Task brief —
Rewrite the material below as a Markdown table with the columns "Row" and "Line", numbering each line and leaving out blank lines and any pictures.

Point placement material
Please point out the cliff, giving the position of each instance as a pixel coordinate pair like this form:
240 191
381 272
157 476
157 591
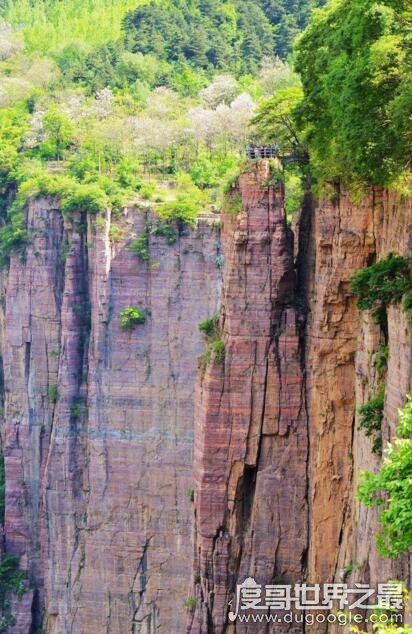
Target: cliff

Exercise solution —
| Row | Line |
|---|---|
| 1 | Please point out the cliff, giving the position of each instance as a pixel coordinate pair like this form: |
| 2 | 240 191 |
| 3 | 381 272 |
| 4 | 157 476 |
| 5 | 157 591 |
| 6 | Target: cliff |